** START OF SUPPLIED MATERIAL **

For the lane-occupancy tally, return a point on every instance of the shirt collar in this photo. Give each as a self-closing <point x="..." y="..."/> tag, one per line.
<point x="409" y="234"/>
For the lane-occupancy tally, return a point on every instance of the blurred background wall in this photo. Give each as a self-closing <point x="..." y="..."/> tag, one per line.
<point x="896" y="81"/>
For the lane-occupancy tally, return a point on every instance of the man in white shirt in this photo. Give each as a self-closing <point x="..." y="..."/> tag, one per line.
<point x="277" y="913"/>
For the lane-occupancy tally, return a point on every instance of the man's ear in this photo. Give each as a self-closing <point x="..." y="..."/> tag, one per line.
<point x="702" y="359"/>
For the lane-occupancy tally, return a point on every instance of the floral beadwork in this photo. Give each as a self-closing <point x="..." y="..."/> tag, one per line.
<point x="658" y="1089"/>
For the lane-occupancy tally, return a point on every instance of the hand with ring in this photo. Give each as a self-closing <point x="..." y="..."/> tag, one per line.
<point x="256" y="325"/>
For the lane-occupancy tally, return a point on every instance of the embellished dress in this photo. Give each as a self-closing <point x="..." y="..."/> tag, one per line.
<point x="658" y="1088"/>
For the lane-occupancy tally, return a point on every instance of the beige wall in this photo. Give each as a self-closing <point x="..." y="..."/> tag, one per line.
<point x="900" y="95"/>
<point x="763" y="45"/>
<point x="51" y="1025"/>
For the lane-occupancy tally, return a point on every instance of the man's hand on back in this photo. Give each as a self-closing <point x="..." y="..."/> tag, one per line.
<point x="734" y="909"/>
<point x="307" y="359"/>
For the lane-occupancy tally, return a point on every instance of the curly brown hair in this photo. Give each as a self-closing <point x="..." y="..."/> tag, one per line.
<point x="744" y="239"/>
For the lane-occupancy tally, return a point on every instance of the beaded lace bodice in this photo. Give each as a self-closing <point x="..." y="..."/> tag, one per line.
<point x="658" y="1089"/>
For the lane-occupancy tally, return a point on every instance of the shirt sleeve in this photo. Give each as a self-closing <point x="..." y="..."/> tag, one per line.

** END OF SUPPLIED MATERIAL **

**AIM**
Copy verbatim the rows from the line containing "of the curly" through the last row, including both ends.

**EXERCISE ANSWER**
For the lane-occupancy tally, return a point on every instance of the curly brown hair in this photo. Give each as a self-closing <point x="..." y="..."/> tag, one per line.
<point x="744" y="239"/>
For the lane-occupancy tally, return a point on every instance of the beaded lace bodice in this photo. Give each as a self-closing <point x="..." y="..."/> tag, one per line.
<point x="658" y="1089"/>
For the lane-occupancy tally, return a point on every instance of the shirt sleeve in this photo. Give each as a self-closing <point x="..." y="..."/> tag, one per line.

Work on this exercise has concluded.